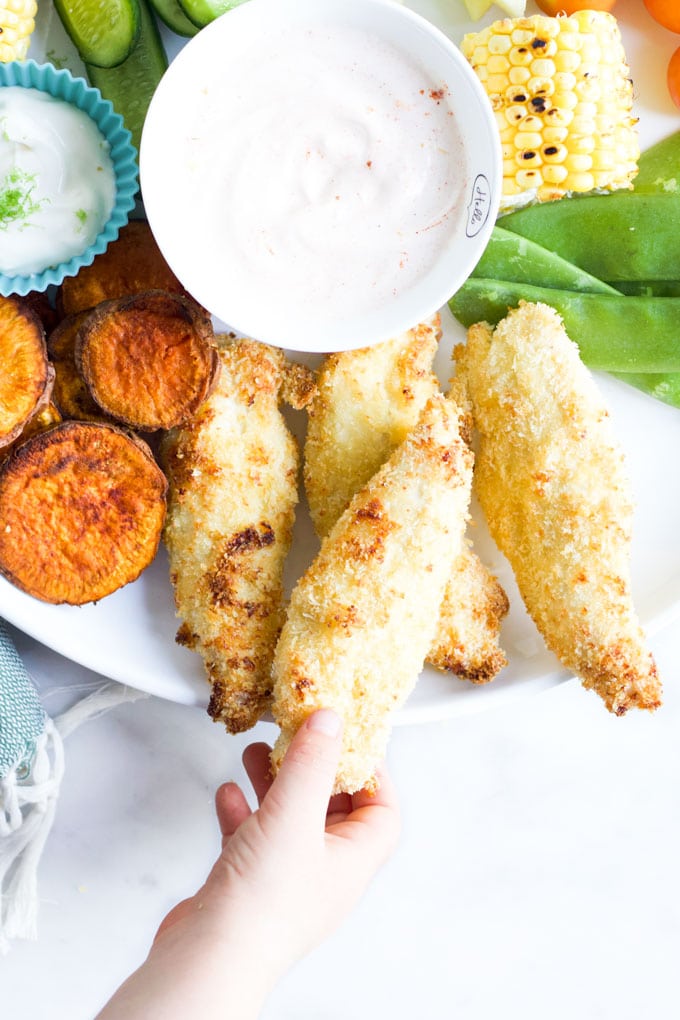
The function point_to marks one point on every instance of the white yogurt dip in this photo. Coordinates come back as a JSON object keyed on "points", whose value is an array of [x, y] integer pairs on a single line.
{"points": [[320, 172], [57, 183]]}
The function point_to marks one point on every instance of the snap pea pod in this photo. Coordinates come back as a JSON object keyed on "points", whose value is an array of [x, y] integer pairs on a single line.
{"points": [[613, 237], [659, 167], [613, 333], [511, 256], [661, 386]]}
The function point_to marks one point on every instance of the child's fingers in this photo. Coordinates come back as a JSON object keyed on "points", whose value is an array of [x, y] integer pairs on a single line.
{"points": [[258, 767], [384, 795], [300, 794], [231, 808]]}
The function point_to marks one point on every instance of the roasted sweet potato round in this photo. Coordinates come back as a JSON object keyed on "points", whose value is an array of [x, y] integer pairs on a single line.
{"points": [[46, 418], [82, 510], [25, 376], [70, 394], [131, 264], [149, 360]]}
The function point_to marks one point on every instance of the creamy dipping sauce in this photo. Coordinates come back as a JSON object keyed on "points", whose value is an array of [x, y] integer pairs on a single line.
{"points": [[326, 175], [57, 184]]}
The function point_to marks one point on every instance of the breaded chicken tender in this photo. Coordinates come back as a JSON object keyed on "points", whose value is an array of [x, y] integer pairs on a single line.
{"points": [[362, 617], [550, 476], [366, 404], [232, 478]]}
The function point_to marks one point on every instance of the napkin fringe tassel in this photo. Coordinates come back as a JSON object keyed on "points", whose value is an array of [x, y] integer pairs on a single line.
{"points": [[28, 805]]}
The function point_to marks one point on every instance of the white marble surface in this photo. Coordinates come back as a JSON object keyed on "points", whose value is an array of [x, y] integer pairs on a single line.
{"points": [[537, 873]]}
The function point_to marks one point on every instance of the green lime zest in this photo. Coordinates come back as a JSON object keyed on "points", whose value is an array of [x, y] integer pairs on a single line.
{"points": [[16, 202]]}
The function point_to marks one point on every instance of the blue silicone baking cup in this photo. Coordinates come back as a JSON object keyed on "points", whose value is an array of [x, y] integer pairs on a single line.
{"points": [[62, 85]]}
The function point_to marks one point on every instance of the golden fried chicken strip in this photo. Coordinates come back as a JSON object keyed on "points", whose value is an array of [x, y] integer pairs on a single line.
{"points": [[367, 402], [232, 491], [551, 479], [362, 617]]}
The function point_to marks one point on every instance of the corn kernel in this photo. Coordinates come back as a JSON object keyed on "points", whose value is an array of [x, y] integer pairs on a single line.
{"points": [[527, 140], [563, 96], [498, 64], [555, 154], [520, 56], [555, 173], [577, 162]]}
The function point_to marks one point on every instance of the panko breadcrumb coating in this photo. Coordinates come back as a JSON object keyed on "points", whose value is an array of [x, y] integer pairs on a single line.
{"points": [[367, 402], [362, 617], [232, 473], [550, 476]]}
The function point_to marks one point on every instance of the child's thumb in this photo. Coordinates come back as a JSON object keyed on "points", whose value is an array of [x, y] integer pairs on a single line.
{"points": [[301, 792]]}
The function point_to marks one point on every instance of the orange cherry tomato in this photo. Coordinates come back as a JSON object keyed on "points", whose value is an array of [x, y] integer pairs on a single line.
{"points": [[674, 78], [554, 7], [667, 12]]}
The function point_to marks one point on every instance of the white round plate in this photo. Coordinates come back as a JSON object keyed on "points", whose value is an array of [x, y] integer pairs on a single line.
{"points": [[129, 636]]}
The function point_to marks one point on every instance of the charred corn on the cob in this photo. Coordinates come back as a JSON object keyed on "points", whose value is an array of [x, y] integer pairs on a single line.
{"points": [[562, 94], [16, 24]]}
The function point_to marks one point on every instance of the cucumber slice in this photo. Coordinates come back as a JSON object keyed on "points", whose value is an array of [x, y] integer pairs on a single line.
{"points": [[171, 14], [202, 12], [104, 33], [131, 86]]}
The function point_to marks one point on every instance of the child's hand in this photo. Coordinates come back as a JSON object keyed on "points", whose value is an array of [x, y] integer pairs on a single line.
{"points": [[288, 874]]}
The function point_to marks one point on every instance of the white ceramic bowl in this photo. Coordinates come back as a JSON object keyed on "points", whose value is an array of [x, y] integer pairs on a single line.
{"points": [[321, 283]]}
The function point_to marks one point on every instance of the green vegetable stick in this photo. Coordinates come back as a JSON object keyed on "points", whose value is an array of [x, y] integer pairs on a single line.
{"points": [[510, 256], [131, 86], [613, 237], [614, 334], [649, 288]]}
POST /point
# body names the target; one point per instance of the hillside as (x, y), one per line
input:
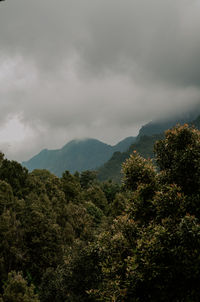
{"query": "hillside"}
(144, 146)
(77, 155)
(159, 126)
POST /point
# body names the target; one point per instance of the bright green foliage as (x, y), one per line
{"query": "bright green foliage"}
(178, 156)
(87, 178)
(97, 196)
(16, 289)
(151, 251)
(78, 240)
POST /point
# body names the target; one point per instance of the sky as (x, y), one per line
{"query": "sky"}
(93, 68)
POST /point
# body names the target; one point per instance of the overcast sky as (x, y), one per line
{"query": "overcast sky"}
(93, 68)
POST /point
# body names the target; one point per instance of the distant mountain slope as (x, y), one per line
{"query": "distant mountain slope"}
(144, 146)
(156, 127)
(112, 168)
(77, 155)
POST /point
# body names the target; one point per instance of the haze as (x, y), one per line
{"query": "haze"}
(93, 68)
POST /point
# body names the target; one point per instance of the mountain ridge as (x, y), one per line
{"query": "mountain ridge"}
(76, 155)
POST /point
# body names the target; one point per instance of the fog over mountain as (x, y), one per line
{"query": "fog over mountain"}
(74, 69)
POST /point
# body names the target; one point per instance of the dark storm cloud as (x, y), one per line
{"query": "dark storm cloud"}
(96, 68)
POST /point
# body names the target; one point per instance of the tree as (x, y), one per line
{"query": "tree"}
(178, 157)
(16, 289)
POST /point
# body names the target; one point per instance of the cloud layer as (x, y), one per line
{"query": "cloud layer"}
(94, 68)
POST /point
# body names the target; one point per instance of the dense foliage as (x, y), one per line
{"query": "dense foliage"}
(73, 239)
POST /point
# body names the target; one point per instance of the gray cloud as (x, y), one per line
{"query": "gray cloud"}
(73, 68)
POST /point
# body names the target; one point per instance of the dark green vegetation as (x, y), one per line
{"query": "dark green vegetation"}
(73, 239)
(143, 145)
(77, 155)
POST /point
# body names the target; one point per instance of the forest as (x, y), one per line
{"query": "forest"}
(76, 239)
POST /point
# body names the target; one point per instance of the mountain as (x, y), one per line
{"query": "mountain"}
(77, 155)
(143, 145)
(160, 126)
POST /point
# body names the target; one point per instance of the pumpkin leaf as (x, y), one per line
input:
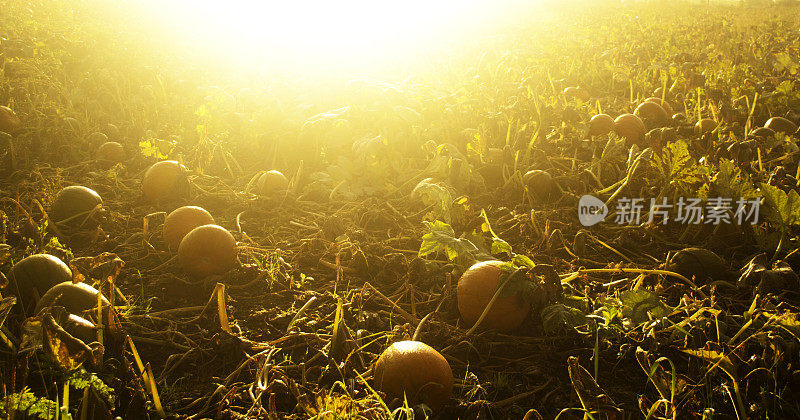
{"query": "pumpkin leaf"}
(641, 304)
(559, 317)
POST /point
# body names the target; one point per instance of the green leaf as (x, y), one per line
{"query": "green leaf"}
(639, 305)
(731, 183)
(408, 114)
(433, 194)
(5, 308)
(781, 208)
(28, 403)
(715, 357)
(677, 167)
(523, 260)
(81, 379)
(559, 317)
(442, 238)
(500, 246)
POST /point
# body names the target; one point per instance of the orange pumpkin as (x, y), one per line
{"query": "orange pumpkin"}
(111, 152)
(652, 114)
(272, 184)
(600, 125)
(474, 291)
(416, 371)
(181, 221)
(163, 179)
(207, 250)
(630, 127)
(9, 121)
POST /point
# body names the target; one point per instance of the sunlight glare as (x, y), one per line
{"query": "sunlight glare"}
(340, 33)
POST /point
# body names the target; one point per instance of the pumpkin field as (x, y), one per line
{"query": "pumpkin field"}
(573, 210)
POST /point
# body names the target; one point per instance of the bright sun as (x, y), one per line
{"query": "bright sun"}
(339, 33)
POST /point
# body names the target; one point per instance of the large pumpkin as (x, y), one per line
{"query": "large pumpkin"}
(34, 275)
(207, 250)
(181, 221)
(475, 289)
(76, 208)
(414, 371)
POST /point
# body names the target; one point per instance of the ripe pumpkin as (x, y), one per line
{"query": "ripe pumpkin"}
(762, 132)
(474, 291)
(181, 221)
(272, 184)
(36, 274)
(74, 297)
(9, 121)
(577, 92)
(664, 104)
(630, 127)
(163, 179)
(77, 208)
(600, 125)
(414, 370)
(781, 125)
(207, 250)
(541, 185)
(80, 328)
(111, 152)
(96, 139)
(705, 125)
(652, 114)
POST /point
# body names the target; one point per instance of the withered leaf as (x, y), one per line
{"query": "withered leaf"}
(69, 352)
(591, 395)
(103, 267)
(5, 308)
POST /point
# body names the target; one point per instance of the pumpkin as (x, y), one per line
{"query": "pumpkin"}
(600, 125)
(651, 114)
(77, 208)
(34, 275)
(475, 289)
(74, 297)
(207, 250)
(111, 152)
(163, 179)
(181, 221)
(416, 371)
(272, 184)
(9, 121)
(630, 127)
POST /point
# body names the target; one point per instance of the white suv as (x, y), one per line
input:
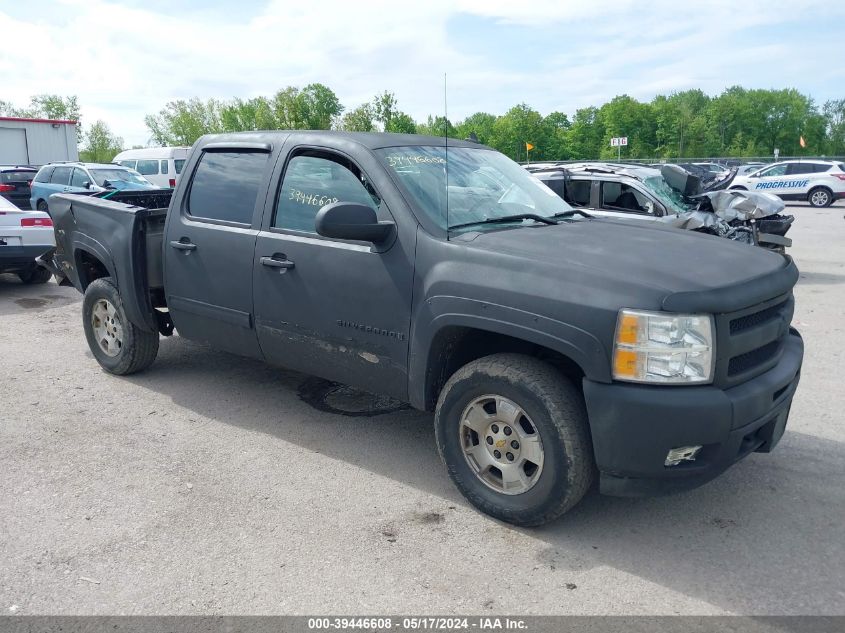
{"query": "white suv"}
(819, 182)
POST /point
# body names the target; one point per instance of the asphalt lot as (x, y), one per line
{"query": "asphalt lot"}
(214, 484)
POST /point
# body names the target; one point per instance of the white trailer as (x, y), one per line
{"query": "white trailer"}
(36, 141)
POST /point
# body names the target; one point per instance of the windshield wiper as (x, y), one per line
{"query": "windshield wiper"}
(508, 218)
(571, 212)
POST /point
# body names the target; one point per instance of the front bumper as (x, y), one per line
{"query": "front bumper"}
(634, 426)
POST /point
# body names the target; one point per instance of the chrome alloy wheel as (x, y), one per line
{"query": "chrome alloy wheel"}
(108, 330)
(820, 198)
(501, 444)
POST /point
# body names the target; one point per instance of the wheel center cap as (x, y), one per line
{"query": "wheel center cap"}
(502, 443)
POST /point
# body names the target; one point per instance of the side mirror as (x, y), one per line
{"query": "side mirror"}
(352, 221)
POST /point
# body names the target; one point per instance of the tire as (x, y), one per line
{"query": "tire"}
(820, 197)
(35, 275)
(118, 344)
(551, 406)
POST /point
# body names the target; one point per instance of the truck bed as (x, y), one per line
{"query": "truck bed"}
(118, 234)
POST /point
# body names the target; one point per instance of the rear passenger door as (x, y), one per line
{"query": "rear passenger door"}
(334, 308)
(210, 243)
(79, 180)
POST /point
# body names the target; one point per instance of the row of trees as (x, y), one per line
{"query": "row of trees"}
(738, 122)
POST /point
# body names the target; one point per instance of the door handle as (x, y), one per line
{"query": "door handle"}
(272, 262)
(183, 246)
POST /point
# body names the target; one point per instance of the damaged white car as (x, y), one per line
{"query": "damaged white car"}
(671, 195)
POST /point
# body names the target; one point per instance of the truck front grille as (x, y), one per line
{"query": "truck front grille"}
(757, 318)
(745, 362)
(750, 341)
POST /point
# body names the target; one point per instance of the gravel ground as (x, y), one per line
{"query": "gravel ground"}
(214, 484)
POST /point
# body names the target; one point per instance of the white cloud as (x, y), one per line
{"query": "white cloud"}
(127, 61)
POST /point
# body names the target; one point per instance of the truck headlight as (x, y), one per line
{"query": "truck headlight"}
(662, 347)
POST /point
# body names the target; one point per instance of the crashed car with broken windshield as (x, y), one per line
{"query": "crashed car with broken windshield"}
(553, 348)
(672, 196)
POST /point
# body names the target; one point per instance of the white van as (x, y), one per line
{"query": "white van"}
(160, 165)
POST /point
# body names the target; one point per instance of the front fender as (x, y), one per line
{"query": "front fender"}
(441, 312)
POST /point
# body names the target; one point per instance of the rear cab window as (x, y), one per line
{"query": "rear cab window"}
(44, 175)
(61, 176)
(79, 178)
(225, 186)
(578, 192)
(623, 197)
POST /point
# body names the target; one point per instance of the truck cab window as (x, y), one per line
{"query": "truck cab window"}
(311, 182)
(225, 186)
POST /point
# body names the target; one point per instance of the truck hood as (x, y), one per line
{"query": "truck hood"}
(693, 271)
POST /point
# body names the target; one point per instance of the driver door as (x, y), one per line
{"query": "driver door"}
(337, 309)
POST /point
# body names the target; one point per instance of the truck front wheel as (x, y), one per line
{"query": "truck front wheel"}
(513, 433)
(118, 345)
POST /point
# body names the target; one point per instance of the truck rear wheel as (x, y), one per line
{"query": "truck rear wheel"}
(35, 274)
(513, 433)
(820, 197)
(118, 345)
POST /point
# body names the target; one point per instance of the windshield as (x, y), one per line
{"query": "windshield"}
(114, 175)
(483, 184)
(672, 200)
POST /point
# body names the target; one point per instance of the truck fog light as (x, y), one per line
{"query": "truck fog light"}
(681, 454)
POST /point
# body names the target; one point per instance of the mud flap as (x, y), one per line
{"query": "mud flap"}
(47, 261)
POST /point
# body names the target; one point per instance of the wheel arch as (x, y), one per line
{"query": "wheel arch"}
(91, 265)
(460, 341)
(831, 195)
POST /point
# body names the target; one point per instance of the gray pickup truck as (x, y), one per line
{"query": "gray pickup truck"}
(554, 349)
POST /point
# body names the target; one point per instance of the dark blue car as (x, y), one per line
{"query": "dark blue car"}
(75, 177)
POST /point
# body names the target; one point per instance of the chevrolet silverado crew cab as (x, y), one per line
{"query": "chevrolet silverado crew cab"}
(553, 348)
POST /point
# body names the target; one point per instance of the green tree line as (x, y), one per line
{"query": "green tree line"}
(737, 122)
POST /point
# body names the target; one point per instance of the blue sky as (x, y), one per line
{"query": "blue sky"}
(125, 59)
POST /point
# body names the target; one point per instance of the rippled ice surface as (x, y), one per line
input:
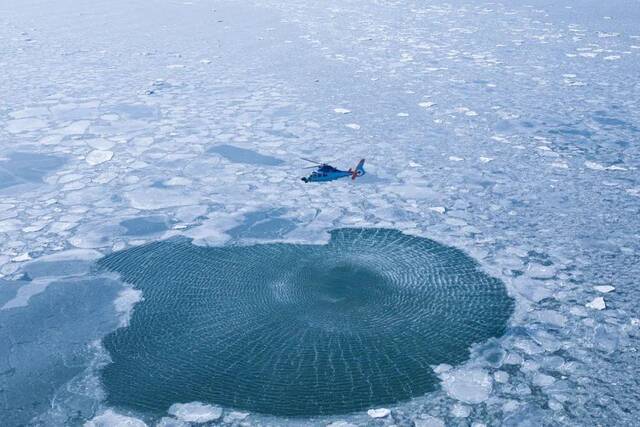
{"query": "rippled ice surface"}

• • • • •

What you are asked to do: When a line of the records has the word "rippled", pick it out and copy it.

Response to the task:
# body names the target; one point per instance of the rippled ice surface as (x, y), one per line
{"query": "rippled ice surface"}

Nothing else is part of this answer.